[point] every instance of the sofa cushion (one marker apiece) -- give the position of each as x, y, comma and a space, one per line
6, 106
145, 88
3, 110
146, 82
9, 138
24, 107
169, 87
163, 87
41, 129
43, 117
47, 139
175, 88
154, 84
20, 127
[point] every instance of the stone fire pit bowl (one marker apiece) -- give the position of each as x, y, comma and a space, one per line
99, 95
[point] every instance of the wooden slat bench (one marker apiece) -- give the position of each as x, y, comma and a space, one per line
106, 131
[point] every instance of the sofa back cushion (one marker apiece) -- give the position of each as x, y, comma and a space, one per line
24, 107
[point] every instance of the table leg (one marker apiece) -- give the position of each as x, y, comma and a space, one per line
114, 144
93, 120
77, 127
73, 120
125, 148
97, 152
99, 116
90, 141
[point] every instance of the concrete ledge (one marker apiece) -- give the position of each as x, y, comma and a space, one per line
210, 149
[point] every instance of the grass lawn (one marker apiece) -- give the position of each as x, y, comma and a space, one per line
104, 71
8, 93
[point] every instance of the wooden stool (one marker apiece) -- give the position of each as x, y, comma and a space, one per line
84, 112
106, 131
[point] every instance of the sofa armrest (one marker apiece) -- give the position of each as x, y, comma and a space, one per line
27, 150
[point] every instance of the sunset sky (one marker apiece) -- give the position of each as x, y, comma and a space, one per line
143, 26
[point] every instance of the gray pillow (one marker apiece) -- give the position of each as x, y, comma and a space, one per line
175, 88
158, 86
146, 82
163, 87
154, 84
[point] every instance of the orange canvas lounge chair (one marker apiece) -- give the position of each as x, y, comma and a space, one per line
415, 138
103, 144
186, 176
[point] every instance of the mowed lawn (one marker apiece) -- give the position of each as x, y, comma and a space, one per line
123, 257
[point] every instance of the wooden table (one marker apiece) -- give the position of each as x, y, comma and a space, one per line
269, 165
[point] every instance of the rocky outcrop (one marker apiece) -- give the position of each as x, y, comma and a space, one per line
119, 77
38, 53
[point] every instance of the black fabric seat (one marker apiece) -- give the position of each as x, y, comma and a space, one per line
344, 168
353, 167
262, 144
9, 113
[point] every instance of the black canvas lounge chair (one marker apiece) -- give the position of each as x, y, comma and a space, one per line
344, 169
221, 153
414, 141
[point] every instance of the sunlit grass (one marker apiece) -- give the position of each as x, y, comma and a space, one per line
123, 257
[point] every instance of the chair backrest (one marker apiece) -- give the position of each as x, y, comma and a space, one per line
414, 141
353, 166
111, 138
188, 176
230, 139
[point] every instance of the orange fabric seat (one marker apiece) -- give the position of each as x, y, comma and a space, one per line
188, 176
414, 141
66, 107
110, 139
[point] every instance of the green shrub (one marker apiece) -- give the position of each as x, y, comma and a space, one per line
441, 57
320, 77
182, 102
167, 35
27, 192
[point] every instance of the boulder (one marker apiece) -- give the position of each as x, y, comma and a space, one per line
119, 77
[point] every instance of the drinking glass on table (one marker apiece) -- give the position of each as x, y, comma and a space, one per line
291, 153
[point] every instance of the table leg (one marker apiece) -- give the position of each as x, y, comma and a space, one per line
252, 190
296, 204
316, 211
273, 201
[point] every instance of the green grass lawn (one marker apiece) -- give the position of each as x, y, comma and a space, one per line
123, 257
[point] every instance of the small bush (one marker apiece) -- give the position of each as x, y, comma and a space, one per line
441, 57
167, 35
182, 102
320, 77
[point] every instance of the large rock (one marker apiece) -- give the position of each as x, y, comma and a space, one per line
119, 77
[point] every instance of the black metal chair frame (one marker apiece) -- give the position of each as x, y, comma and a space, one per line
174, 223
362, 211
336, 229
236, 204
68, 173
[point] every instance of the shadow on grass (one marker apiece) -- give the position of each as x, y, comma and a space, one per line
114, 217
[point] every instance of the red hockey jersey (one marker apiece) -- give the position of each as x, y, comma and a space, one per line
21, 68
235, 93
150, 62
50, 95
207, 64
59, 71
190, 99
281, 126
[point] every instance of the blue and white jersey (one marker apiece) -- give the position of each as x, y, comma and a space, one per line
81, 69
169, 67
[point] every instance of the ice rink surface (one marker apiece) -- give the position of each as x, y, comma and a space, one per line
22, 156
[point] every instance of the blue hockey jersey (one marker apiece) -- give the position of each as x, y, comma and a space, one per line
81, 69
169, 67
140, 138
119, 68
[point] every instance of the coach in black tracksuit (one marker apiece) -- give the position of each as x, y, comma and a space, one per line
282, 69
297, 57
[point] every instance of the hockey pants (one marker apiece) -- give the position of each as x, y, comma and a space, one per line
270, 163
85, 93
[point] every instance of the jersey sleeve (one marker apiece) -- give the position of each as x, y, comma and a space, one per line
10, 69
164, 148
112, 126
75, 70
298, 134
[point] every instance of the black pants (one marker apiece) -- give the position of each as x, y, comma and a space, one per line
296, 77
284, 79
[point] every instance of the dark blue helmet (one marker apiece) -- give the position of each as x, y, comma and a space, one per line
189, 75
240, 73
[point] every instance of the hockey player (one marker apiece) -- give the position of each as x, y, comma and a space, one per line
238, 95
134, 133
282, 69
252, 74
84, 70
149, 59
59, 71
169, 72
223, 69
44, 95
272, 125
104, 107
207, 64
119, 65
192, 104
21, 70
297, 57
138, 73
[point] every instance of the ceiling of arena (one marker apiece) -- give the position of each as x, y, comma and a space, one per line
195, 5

==================================================

Line by line, retype all of the entries.

[point] every instance of the sofa cushion (one marker apiece) -- give the position of each as x, y, comma and a space, one per line
6, 106
145, 88
3, 110
146, 82
9, 138
24, 107
169, 87
163, 87
41, 129
43, 117
47, 139
175, 88
154, 84
20, 127
[point] every instance of the stone fire pit bowl (one marker apiece) -- give the position of each as x, y, comma and a space, one per line
99, 95
[point] every instance of the wooden slat bench (one marker apiece) -- give the position of each as x, y, comma and a space, one per line
106, 131
[point] every instance of the sofa back cushion (one marker apiece) -- give the position of each as x, y, comma and a space, one per line
24, 107
[point] every instance of the table leg (one marker apiece) -- give the position of each as x, y, comma and a space, one per line
114, 144
93, 120
77, 127
73, 120
125, 148
97, 152
99, 116
90, 141
[point] every instance of the concrete ledge (one marker apiece) -- give the position of each as x, y, comma and a space, one per line
210, 149
[point] every instance of the grass lawn (one marker apiece) -- give the position of each as x, y, comma and a space, one per line
104, 71
8, 93
[point] every instance of the wooden stool (one marker apiece) -- give the position of each as x, y, comma and a space, one per line
84, 112
106, 131
[point] every instance of the sofa armrest (one marker apiece) -- give the position of each as x, y, comma and a space, one per line
27, 150
[point] every instance of the sunset sky (one marker apiece) -- give the position of each as x, y, comma and a space, one per line
143, 26
[point] every instance of the gray pillow (one marker apiece) -- give the position of each as x, y, comma and a space, one per line
175, 88
158, 86
146, 82
163, 87
154, 84
[point] every instance of the orange canvas lounge chair (one marker apiece) -- give the position of each as x, y, comma and a space, one per line
415, 138
103, 144
186, 176
[point] every instance of the mowed lawn (one marker apiece) -- give the position of each as x, y, comma and a space, one per line
123, 257
[point] every instance of the wooden table (one marker apiece) -- give the position of each as x, y, comma and a space, one per line
269, 165
[point] every instance of the rocky outcrop (one marker apiece) -- give the position of each as x, y, comma and a space, one per line
119, 77
38, 53
[point] every instance of the black fabric seat (one marker apiece) -- give the position of each as x, y, comma and a space, one per line
344, 168
353, 167
262, 144
9, 113
[point] every instance of the black canvas lounge chair (one marker apiece) -- give the position of each as x, y, comma and a space, one per line
344, 169
221, 153
414, 141
[point] every instance of the sunlit grass (one marker apiece) -- give the position of each as x, y, comma and a space, one per line
123, 257
[point] every instance of the chair backrest (one marker apiece) -- give the position of each as x, y, comma and a space, one per line
414, 141
353, 166
111, 138
188, 176
230, 139
[point] every instance of the orange fabric seat (one marker apiece) -- give the position of each as x, y, comma and a space, one per line
188, 176
414, 141
66, 107
110, 139
[point] every instance of the green shrub (one marker apiece) -- give the position of each as x, y, comma and a space, one per line
441, 57
320, 77
182, 102
167, 35
27, 192
[point] every instance of the boulder (one marker apiece) -- give the position of each as x, y, comma and a space, one per line
119, 77
[point] every instance of the drinking glass on table (one marker apiece) -- give the position of each as x, y, comma and a space, one per line
291, 153
[point] every instance of the table leg (one marker apiece) -- give the position of each as x, y, comma and a space, one per line
252, 190
296, 204
316, 211
273, 201
[point] every instance of the green grass lawn (one marker apiece) -- give the position of each as x, y, comma and a space, one per line
123, 257
[point] every instance of the small bush (one marker apiece) -- give the position of each as x, y, comma and a space, one per line
441, 57
167, 35
182, 102
320, 77
[point] every instance of the large rock (one marker apiece) -- give the position of each as x, y, comma and a space, one per line
119, 77
[point] every instance of the black metal chair frame (one marker apiece) -- give the position of each as x, y, comma and a space, one per line
174, 223
362, 211
336, 229
236, 204
68, 173
[point] every instance of the shadow on grass (one marker apiece) -- give the position of each as x, y, comma and a space, one per line
114, 217
[point] every instance of the red hockey jersey (one marker apiece) -- give the position of each as x, y, comma and a space, one per line
21, 68
235, 93
150, 62
50, 95
207, 64
59, 71
190, 99
281, 126
[point] every instance of the blue and white jersey (one marker apiece) -- give the position of each as x, y, comma and a space, one per line
81, 69
169, 67
[point] every instance of the ice rink surface (one marker apiece) -- give the position of each as x, y, comma and a space, one per line
22, 156
[point] every instance of the blue hockey jersey (one marker apiece) -- give the position of each as x, y, comma and a space, one per line
81, 69
169, 67
140, 138
119, 68
[point] every instance of the coach in black tracksuit (one marker apiece) -- give the position of each as x, y, comma and a space, one per line
282, 69
297, 57
[point] every instance of the hockey pants (one marker apiece) -- give the position of each as x, y, comma and a space, one per line
270, 163
85, 93
[point] every instance of the jersey sleeve (one marker apiece) -- give the position of each as x, y, comma and a space, one per line
10, 69
164, 148
112, 126
75, 70
298, 134
[point] every instance of the black pants (one marker apiece) -- give the position of each as x, y, comma and a space, one per line
296, 77
284, 79
[point] every instance of the dark blue helmet (one marker apiece) -- give the position of each as x, y, comma and a space, one per line
189, 75
240, 73
[point] every instance of the hockey player (one marker apiece) -- give the position of each as x, y, comma and a space, one per line
238, 95
134, 133
282, 69
252, 74
84, 70
149, 59
59, 71
169, 72
223, 69
44, 95
272, 125
104, 107
207, 64
119, 65
192, 104
21, 70
297, 57
138, 73
[point] every instance of the ceiling of arena (one marker apiece) -- give the position of each as x, y, comma and a space, one per line
195, 5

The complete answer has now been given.